### Aim of the exercise
Repeat the entries that follow verbatim, without any of their pictures.

Items from a dataset
+++
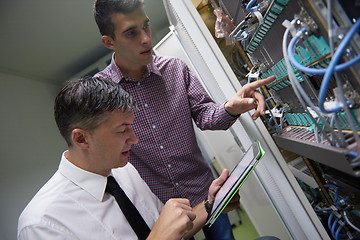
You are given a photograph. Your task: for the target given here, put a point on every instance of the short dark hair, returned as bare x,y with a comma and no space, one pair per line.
82,103
104,9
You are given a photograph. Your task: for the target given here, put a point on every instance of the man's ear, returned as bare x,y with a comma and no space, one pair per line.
108,42
79,138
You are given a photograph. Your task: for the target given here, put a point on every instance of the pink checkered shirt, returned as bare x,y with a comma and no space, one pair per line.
167,156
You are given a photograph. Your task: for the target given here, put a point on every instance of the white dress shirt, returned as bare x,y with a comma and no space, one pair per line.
73,205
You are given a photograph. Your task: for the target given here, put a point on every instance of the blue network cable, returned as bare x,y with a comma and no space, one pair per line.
331,68
250,8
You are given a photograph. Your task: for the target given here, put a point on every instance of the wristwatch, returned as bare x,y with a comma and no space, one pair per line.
208,205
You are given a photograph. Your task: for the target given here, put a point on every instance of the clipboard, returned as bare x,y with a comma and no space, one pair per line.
235,180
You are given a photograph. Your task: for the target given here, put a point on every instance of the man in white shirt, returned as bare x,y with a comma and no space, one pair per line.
95,117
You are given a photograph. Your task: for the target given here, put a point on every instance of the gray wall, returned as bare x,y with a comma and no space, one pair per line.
30,147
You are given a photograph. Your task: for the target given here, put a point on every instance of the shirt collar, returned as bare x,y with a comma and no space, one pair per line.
92,183
119,76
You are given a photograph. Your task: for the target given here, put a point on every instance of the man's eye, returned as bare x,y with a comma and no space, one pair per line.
131,33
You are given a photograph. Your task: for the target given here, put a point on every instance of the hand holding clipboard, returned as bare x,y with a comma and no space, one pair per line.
235,180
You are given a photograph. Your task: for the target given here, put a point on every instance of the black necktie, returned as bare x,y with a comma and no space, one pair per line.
127,207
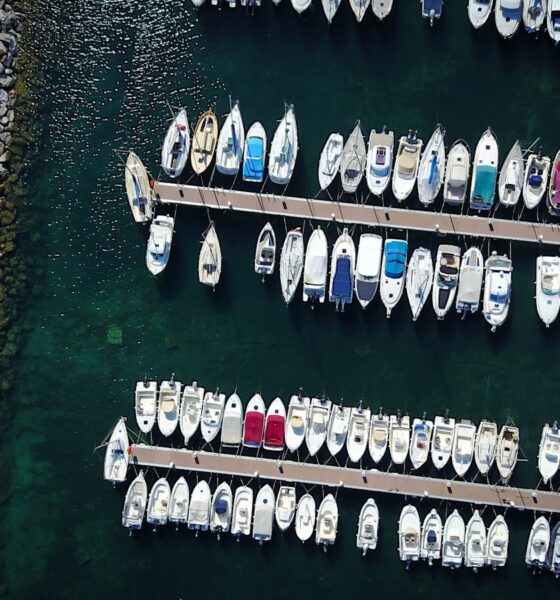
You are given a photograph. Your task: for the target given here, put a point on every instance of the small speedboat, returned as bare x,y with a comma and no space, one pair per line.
368,526
549,452
158,249
497,289
548,288
317,424
432,527
285,510
497,542
409,535
212,415
431,170
158,503
145,405
419,275
457,173
291,263
338,428
327,522
315,267
393,273
406,165
379,160
263,519
511,179
343,265
265,251
135,503
329,162
453,543
305,517
358,433
485,446
210,258
538,544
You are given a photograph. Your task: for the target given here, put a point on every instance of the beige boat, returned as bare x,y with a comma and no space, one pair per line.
204,142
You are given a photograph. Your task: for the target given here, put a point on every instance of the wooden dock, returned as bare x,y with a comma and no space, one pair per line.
345,477
350,213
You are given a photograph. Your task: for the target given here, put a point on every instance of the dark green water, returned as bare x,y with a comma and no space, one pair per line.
109,67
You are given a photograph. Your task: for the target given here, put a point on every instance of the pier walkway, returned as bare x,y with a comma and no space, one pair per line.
362,214
346,477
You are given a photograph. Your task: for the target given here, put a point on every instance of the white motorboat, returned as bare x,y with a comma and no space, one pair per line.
353,163
168,406
536,179
453,543
471,277
315,267
284,147
506,451
446,277
538,543
158,249
422,430
548,288
317,424
431,170
432,527
479,11
368,266
399,438
475,542
338,428
497,289
497,543
231,142
549,452
291,263
158,503
285,510
221,509
263,519
331,155
457,173
442,441
463,447
510,183
191,410
242,512
199,508
393,269
343,265
379,160
379,436
135,503
327,522
368,526
212,415
210,258
305,517
485,446
179,502
265,251
145,405
139,193
358,433
419,276
176,145
409,534
406,165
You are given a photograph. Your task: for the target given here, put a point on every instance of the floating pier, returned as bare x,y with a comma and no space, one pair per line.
345,477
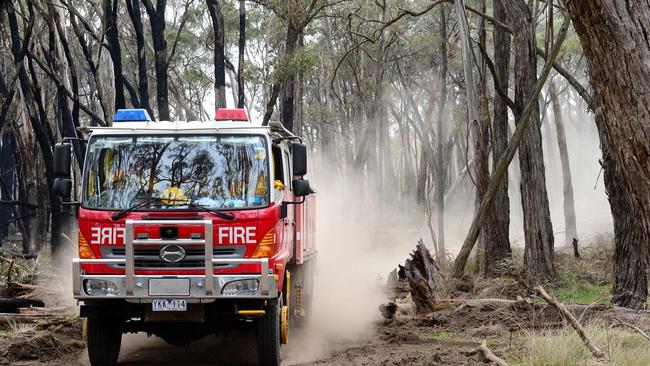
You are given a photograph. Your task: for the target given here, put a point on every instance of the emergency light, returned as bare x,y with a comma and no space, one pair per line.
224,114
131,115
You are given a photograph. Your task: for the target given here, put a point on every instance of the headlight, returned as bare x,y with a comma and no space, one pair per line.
241,288
100,288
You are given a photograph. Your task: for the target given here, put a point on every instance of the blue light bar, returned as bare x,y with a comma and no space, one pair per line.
131,115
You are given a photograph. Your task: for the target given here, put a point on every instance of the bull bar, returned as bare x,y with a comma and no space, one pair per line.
202,288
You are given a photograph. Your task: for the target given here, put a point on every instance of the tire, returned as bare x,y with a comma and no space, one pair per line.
104,341
268,335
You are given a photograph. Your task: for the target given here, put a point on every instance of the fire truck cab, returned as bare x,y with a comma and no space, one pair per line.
190,228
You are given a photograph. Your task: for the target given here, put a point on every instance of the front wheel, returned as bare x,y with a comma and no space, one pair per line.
268,335
104,341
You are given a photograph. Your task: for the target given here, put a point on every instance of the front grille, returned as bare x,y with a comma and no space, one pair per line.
148,257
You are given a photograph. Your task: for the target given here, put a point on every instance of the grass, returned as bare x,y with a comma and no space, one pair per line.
564,347
581,292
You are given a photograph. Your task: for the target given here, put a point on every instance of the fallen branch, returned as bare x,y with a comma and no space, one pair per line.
488,355
39,310
571,319
11,318
11,304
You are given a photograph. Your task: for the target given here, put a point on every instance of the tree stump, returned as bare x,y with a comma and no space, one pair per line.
423,276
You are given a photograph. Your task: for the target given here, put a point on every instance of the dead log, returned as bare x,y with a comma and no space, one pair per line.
571,319
10,318
576,253
38,310
489,355
423,276
11,304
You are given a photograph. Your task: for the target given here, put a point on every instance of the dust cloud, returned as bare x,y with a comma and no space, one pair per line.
360,239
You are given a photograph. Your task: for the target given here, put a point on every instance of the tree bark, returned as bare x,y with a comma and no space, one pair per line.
630,247
157,22
112,36
504,161
538,230
615,43
219,58
289,88
498,247
571,232
133,7
18,49
242,48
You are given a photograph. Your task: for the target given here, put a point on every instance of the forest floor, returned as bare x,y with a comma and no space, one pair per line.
518,327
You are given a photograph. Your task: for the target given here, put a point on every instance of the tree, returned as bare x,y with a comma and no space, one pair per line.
112,36
133,7
498,248
538,230
157,20
571,232
219,57
242,48
610,37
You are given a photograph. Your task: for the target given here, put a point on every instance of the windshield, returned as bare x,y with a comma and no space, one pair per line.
176,172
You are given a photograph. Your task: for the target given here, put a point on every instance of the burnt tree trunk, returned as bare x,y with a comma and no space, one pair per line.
423,275
18,48
133,7
218,58
615,43
112,36
157,21
499,247
630,260
571,232
289,89
538,230
440,166
241,99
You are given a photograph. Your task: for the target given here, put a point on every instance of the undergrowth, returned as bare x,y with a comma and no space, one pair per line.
564,347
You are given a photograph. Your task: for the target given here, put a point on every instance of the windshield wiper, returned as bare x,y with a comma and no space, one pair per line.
147,200
221,214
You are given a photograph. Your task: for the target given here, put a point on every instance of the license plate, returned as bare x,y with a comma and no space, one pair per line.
169,305
171,287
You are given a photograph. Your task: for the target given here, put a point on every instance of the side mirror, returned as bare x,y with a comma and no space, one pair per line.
62,161
62,187
301,187
299,152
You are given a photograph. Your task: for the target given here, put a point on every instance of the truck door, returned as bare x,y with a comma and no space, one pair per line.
+++
### Response to this task
You are given a photograph. Your task: for the target given here, put a point on every instance of the short dark hair, returned as bare x,y with a comma and no space, one pair per line.
82,103
104,9
You are given a photograph. Your task: for the target given here, put a point on every instance of the man's ear, returned as bare x,y with a comma and no space, one pair per line.
108,42
79,138
You are given a photograph. Your task: for the target given here, put a point on every instance of the pink checkered shirt, returned as bare x,y with a comma and no space, one pair per line.
167,156
You are given a photograph. Your task: for the target given here, put a point on every instance of the white dress shirt, returned as bare x,y with a comma and no space, one pair per line.
73,205
You are given a photograph. Your task: for the target given here, put a point on every instance of the blue network cable, returned as bare x,y with a comma and no space, one pair per line.
331,68
250,8
You are given a photograph. Your task: for the target given here, put a point on every instance of the wristwatch, returned as bare x,y with a comma and no space, one pair per line.
208,205
You are given a photograph. Your task: for the target given here, put a point on every instance of the clipboard, returned as bare x,y with a comma and no space, one pair per line.
235,180
You are given a photograph. Your task: for the target given here, put a point on every instance of the man in white shirt, returned as bare x,y with a comma and no space, one pair per line.
95,117
You are given a photograph. Your task: for the target given here, put a point on every instance of the gray wall, returned as bare x,y with a comma and no space, one pair per line.
30,147
You are given a photograph. Your task: for the target given here, put a point on every instance of the shirt collar, returned as bare x,y with a comma and no space, one pair per line.
92,183
119,76
You are given a photograph. Your task: for the target given here, put a point on every instance of the man's eye, returned as bare x,y with a comma and no space, one pair per line.
131,33
You are given a photograph. Your task: for the target given here, put a point on every instance of the hand holding clipboard, returned as bare x,y with a comma and no space, one pair per line.
235,180
You are given a photograph. Your task: for the target given here, put a point on every instance of the black necktie, returned as bare x,y with a comma and no space, one pair per line.
127,207
You are given a photograph. Your task: for the target given here, put a point on every instance of the small speedboat, returned as bare x,y with a comma and no space, one pair per line.
368,526
549,452
158,249
497,289
548,288
317,424
432,527
285,510
497,542
409,535
212,415
431,170
158,503
145,405
419,275
457,173
291,263
338,428
327,522
315,267
393,273
406,165
379,160
263,519
511,179
343,265
265,251
135,503
329,162
453,543
305,517
358,433
485,446
210,258
538,544
You are given a photograph. Your task: for the target given here, put a point on every instance of the beige boat, returned as bare x,y with a comma and no space, one pair per line.
204,142
You are given a photograph. Your task: for the target given here, put a point on every instance of the wooden dock, returned as bare x,y with a comma and no space, one pair per line.
345,477
350,213
You are given a photograph. Your task: for the target given here, put a point on every instance of the dark green water, returned as bare x,y with a comma and no space, one pair per line.
109,67
You are given a photograph. Your task: for the target given here, put a point on every instance of the pier walkway, returned as bare x,y with a comma and no space, one pair per line.
362,214
346,477
You are given a photograph. Your task: for the target given here, put a point on every instance of the white motorboat, returned as bare x,y with a comma and no space, one pair per line.
353,163
168,406
536,179
453,543
471,277
315,267
284,147
506,451
446,277
538,543
158,249
422,430
548,288
317,424
431,170
432,527
479,11
368,266
399,438
475,542
338,428
497,289
497,543
231,142
549,452
291,263
158,503
285,510
221,509
263,519
331,155
457,173
442,441
463,447
510,183
191,410
242,512
199,508
393,269
343,265
379,160
379,436
135,503
327,522
368,526
212,415
210,258
305,517
485,446
179,502
265,251
145,405
139,193
358,433
419,276
176,145
409,534
406,165
You are given a photograph. Your task: for the target given here, put a point on every instance of the floating pier, returned as bare x,y with a comma and no space, one pair per line.
345,477
You are given a photograph. Your task: for the target given here, put a point on every instance of the emergency light, returned as bare x,y with a comma and no space, one pair per line.
224,114
131,115
You are given a photograph. Your task: for the target given here, put a point on every instance of the headlight, returned as bare x,y with a comma and no space, one pair per line.
241,288
100,288
You are given a photograph. Your task: for the target given here, put a point on every instance of the blue light bar, returned as bare x,y with a comma and no space, one pair per line.
131,115
You are given a photograph. Your task: for the target given here, put a point on every instance of the bull bar, returned as bare x,y with a comma and no space, one pair per line.
202,288
You are given a photograph. Your task: for the target given here, put a point on every instance of the tire, returned as bare x,y with a comma and no space, one pair per line.
104,341
268,335
You are given a photograph. Your task: for the target given here, put a point on every instance of the fire truck cab, returned as bare x,y with a comma and no space, one pair per line.
190,228
You are given a photograph. Your task: for the target given here, put a point on every instance of the front wheel, returned as bare x,y with a comma and no space, one pair per line.
268,335
104,341
You are given a photograph. Your task: for the target given here, put a point on every instance of the front grille, returned as bare x,y with a comma and no space, one pair per line.
148,257
You are given a photograph. Your task: for the target given here, put a point on every instance of the grass, returned as bare x,y with a comma and no space, one pair per line.
564,347
581,292
You are given a photograph. Your task: for the target given here, put a point on every instance of the fallen branch, returned as bare x,y with a comma and no space, one pair per line.
488,355
39,310
571,319
11,318
11,304
You are given a photograph. Your task: for the target given here, put a point on every instance of the tree stump, returned as bare x,y with a comma and no space, one pair per line.
423,276
You are given a photograph. Your task: for the target given here, put a point on every instance of the dead log, returned as bare x,y with a comma and no space, one pair per line.
571,319
10,318
576,253
38,310
489,355
423,276
11,304
You are given a photograph. Your task: for the target given here, put a point on every instance of the dust cloud, returned as bare x,y with a comma and no space, one pair per line.
360,239
You are given a photograph. Your task: for the target given here, put a point on every instance of the tree bark, returned as bare x,y with a comma and no space, one pair per line.
630,247
157,22
112,36
504,161
538,230
615,43
219,58
289,88
498,247
571,232
133,7
18,49
242,48
You are given a photograph. Your task: for the target given here, put a point on every instance of the forest floor, returned as bare x,y with a comma and no space, one pair per line.
518,327
You are given a photograph. Your task: for the target given here, put a point on every instance of the tree, returned as bare x,y with a comma and no space, one pair per line.
112,36
133,7
498,248
538,230
157,20
571,232
219,57
242,48
610,37
You are given a photograph. Your task: for the target given here, put a point on every instance of the windshield, returned as bare x,y with a comma and no space, one pair per line.
176,172
You are given a photograph. Your task: for the target given here, put a point on every instance of the burnt tree trunk, returned as bare x,y with a comma and no space, one pair per line.
423,275
18,48
133,7
218,58
615,43
112,36
157,21
499,247
630,260
571,232
289,89
538,230
440,166
241,99
You are given a photograph. Your task: for the target given here, put a point on every instance of the undergrowth, returned as bare x,y with a comma and no space, one pair per line.
564,347
You are given a photograph. Your task: for the target given here, put a point on every instance of the windshield wiper, returned as bare x,y with a comma and no space, one pair per line.
147,200
221,214
You are given a photograph. Your task: for the target given here, put a point on every instance of the license plate, returned as bare x,y with a comma and no space, one pair per line.
169,305
171,287
You are given a photograph. Your task: for the target given here, put a point on every instance of the side mirror, returned as bare x,y with a comma and no space, one pair per line.
62,161
62,187
301,187
299,152
You are given a photograph. Your task: for the target given here, put a point on every instance of the truck door, returned as bare x,y with a comma and no space, one pair per line.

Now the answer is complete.